WORK ORDER 1
In the options trading discussion below, copy the passage from "I had already" up to and including "a given. ..." word for word.
WORK ORDER 2
Extend the options trading discussion below, beginning right after its final sentence.

PASSAGE PROVIDED
◆ ◆ ◆ ◆

Why did you choose to use ITM puts rather than OTM calls for your upper strike part of the bracket?
 
utrecht,

Why did you choose to use ITM puts rather than OTM calls for your upper strike part of the bracket?

I had already been trading ATM put calendar spreads and had a good feel for how they reacted so I just stayed with puts all the way when I started using the bracketed approach. I have wondered if using all calls or a combination of the two would work better but haven't researched that yet. Do you have an opinion on that?
 
...
I have now created a market neutral trade that profits not by stock movement, but from time decay which is a given. ...

Well, I'm a simpleton when it comes to this, but how can one expect to profit from something which is a given? Don't the people on the other side of the trade(s) know that time is passing?

emph mine:

... Unless the stock moves 7-8%+, the one trade that profits will normally profit by more than the other one loses.

...

◆ ◆ ◆ ◆

EXTRACTED MATERIAL
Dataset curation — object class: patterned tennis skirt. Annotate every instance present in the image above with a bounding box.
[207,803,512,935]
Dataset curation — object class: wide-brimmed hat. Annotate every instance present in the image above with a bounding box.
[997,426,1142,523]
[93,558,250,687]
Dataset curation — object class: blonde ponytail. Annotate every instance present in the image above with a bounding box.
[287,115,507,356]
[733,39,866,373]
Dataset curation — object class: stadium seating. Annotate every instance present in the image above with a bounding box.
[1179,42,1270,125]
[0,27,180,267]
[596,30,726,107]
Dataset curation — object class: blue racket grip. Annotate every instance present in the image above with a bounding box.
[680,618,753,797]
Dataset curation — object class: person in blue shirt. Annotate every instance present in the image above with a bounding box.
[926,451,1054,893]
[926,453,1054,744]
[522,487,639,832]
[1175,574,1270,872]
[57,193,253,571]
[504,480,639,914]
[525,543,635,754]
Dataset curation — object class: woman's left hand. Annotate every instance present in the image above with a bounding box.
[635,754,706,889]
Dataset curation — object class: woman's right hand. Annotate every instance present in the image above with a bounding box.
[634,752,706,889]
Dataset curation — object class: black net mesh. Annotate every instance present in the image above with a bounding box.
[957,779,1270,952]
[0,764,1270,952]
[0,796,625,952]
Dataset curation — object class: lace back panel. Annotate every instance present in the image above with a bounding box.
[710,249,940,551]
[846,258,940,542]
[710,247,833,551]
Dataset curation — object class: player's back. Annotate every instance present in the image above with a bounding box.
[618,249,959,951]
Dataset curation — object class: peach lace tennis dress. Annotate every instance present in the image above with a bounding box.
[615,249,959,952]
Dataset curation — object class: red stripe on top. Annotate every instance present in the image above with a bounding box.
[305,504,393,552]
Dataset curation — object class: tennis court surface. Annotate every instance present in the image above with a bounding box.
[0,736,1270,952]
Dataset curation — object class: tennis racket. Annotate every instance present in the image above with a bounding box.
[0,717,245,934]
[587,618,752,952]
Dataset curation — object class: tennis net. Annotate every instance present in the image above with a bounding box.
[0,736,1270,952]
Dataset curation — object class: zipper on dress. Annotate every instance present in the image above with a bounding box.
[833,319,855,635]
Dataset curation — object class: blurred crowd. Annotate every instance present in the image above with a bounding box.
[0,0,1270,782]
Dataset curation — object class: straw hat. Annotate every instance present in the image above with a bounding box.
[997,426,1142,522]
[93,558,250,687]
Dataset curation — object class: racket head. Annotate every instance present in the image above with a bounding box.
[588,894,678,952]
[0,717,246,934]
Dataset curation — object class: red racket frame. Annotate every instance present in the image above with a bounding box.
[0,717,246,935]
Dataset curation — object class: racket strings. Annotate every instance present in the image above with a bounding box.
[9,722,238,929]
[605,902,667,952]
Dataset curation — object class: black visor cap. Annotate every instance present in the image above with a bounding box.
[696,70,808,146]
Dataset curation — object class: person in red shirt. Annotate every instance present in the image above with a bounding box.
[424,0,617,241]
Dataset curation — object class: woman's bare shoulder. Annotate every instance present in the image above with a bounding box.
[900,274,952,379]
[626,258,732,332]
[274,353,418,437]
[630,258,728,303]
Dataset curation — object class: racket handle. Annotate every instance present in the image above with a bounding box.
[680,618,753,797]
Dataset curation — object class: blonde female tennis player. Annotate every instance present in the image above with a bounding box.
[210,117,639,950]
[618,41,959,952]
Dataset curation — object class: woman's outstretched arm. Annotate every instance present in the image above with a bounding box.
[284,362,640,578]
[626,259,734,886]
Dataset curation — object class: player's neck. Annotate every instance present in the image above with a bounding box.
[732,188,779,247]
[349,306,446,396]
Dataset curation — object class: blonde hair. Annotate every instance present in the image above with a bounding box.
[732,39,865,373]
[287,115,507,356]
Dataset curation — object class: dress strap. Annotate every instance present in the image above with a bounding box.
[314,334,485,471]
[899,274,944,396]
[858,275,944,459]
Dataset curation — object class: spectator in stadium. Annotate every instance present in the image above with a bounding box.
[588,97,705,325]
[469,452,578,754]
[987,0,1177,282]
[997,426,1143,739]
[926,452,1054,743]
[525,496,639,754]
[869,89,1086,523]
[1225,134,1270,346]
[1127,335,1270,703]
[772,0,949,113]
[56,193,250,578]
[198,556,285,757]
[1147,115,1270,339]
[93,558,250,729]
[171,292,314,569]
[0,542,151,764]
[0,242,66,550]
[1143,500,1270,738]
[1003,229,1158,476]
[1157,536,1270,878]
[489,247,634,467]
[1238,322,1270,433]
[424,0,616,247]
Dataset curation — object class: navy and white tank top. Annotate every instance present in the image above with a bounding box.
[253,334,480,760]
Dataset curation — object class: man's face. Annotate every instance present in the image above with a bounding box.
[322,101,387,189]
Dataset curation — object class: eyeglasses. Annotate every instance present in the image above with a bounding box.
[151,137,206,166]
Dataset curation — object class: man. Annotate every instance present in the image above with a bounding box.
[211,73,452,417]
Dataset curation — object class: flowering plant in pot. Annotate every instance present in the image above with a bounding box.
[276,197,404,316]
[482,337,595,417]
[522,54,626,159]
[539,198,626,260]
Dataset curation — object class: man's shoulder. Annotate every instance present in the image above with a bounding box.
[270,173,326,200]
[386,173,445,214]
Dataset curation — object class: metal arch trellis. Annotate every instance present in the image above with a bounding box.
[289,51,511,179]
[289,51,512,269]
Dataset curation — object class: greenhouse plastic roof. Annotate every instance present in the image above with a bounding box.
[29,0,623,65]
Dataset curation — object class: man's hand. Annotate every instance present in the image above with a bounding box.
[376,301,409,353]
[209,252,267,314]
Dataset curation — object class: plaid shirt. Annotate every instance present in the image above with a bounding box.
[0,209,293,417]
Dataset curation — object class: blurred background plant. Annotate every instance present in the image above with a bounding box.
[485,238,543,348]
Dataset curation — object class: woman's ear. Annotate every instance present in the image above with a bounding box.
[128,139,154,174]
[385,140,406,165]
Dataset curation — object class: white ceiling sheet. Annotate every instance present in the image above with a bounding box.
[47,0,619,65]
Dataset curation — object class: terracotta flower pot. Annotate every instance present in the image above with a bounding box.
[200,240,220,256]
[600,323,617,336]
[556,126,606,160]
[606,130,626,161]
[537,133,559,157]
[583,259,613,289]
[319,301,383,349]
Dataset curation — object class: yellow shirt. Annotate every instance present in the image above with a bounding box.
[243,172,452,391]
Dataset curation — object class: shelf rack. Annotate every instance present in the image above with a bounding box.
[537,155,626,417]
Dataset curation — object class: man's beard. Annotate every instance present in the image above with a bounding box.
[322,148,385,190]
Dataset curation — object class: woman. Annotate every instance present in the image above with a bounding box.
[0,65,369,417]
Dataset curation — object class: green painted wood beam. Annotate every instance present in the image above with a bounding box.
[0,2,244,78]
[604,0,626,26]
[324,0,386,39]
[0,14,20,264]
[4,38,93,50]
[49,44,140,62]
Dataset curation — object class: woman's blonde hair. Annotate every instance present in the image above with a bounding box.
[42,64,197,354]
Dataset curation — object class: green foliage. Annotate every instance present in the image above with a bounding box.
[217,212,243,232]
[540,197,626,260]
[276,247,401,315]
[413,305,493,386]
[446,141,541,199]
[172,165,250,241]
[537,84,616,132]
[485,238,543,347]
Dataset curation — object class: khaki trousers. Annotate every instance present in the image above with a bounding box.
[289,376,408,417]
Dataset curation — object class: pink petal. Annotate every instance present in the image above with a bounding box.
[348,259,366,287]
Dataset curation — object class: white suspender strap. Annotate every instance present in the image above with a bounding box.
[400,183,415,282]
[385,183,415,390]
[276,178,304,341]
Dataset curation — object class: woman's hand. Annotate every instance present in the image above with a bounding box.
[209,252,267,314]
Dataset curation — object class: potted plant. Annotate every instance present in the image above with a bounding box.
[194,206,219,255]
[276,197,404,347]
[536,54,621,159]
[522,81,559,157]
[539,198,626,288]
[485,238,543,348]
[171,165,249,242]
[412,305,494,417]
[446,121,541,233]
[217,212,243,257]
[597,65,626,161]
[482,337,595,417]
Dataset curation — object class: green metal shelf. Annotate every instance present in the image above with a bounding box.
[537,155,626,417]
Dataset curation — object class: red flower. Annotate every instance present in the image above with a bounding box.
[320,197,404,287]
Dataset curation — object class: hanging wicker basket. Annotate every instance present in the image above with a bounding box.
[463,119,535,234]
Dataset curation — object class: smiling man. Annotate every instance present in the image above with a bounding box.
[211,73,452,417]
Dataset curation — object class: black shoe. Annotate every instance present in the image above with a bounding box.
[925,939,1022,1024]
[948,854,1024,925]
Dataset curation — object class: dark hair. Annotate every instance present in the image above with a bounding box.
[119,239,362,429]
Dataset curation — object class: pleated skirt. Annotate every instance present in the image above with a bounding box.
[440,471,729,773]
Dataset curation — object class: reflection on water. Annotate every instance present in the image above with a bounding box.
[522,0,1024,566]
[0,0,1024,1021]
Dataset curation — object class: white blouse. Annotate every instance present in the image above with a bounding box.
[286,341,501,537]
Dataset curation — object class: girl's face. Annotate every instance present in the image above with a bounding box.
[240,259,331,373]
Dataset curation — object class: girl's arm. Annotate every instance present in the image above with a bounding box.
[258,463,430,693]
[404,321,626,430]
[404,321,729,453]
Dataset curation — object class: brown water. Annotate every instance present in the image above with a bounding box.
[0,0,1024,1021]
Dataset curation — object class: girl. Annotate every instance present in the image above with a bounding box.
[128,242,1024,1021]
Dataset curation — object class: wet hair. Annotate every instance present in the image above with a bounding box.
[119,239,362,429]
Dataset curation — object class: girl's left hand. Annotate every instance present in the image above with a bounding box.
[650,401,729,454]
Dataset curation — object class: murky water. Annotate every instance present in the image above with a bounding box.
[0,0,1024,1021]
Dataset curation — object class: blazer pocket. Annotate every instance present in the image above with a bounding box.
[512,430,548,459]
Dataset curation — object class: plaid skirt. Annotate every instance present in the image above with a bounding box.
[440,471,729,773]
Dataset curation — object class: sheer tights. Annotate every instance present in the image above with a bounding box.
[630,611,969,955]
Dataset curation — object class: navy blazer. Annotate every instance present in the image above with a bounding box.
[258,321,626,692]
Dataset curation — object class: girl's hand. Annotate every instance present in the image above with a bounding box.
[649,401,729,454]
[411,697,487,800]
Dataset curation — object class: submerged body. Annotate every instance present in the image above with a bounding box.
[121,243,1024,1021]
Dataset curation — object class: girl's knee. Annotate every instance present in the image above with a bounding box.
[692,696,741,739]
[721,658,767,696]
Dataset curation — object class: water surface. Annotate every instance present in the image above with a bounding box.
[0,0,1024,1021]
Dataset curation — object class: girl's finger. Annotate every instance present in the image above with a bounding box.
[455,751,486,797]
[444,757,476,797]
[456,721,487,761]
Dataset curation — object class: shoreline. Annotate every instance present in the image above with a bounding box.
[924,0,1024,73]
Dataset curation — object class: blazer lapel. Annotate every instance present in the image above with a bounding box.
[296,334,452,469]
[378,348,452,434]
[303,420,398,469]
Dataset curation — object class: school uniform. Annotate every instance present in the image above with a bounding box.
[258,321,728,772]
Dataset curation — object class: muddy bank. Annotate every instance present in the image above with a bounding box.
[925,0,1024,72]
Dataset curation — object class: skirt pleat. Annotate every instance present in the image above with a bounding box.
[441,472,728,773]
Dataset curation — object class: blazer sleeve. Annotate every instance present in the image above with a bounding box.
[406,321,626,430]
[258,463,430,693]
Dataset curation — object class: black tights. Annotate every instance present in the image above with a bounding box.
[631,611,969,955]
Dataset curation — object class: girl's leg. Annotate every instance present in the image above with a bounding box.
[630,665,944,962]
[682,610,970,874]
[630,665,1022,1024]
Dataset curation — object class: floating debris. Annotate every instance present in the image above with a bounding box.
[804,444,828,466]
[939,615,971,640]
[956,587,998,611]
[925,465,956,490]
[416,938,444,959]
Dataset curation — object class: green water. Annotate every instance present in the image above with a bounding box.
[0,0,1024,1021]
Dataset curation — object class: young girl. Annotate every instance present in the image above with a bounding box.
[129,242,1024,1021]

◆ ◆ ◆ ◆

TASK ANSWER 1
I had already been trading ATM put calendar spreads and had a good feel for how they reacted so I just stayed with puts all the way when I started using the bracketed approach. I have wondered if using all calls or a combination of the two would work better but haven't researched that yet. Do you have an opinion on that?
 
...
I have now created a market neutral trade that profits not by stock movement, but from time decay which is a given. ...

TASK ANSWER 2
Other than the obvious risk of several stocks going nuts in either direction, are there any other risks that anyone sees?

Again, approaching as a simpleton, I always assume the people on the other side of the trade(s) have done their homework, and know as much or more than I do. And I assume that they have taken the odds of a stock moving 7-8%+, and/or the odds of stocks 'going nuts' into consideration when they priced the trade.

I think the risk is in assuming they haven't.

-ERD50
 
Time decay is a given. Options decay in value as time passes and the closer the option is to expiration, the faster it decays. Here's a simple example:

You are short June 150 puts on a given stock. You sold them for 1.00 with one month to expiration.
You are long July 150 puts and bought them for 1.75, 2 months from expiration. The trade cost you .75

At the end of June expiration if the stock is still at 150, the June puts expire worthless and the July put you are long are now worth the same 1.00 that the June puts were worth when they were one month from expiration. You made 33% profit. Now there are other factors such as volatility changes, and differences in the number of days in a month, but the main point is shown here which is that the front month options decay faster than the longer dated options. That's what I meant by "time decay is a given".
 
Time decay is a given. Options decay in value as time passes and the closer the option is to expiration, the faster it decays.

...

That's what I meant by "time decay is a given".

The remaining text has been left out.